# Stated exercise A
In the post on First Nations subject headings, list every name or spelling for the Malecite First Nation that appears in its final paragraph.
# Stated exercise B
Turn part of the rows into a numbered list with blank lines omitted. Begin at the line that contains "the form (160,58)." and stop after the final line of the rows.

# Text shown
Tag Archives: Subject access

Update on First Nations Subject Headings

With LAC’s decision to hold back on making a decision about the use of First Nations subject headings, I am still attempting to provide proper access to these names in my own work as a cataloguer. Recently, one of my staff members brought to my attention a work on the *Malecite* First Nation. They are a People geographically located primarily in New Brunswick, with one band located in Maine.

The proper LC authority for this First Nation is “Malecite Indians”. As always, this is a struggle between following LC, and reflecting the cultural differences in terminology and use in Canada. In this case, given that they are primarily located in Canada, I knew immediately we had to alter the authority to reflect that they are a First Nation, removing the term “Indian”. For a refresher on the work I have done in this area, you can view these past posts.

My research, however, indicated that the spelling of Malecite was not necessarily accurate. While Malecite appears to be the English spelling, the more commonly used spellings are Maliseet and Malisit (which is the Mi’Kmaq term). Also under consideration (or at least for inclusion as “see” references in the authority) was their own name for themselves, Wolastoqiyik, as well as the two other names, St. John’s Indians (term used in old literature) and Etchemin (French name).

# Entries
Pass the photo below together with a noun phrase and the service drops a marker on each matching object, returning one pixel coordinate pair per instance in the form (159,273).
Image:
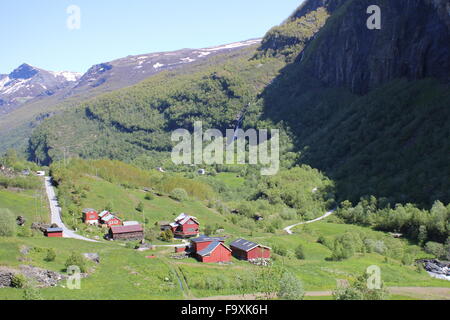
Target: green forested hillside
(375,129)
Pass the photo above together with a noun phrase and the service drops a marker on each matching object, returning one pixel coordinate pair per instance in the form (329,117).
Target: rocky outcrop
(413,43)
(437,269)
(44,278)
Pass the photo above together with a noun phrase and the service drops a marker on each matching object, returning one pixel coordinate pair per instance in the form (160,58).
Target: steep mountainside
(26,83)
(360,104)
(16,125)
(368,107)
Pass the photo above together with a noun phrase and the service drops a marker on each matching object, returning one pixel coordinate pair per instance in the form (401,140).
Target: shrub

# Worked answer A
- Malecite
- Maliseet
- Malisit
- Wolastoqiyik
- St. John’s Indians
- Etchemin

# Worked answer B
1. Pass the photo above together with a noun phrase and the service drops a marker on each matching object, returning one pixel coordinate pair per instance in the form (160,58).
2. Target: steep mountainside
3. (26,83)
4. (360,104)
5. (16,125)
6. (368,107)
7. Pass the photo above together with a noun phrase and the service drops a marker on each matching object, returning one pixel coordinate pair per instance in the form (401,140).
8. Target: shrub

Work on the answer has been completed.